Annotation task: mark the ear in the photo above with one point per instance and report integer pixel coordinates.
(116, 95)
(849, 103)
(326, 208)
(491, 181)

• OBJET DE LA TÂCHE:
Citez à l'identique, s'il vous plaît, toutes les lignes des données ci-dessus.

• RÉSULTAT CI-DESSOUS:
Annotation task: mark the ear in the photo above with one point per instance and report integer pixel coordinates.
(116, 95)
(849, 103)
(326, 208)
(491, 181)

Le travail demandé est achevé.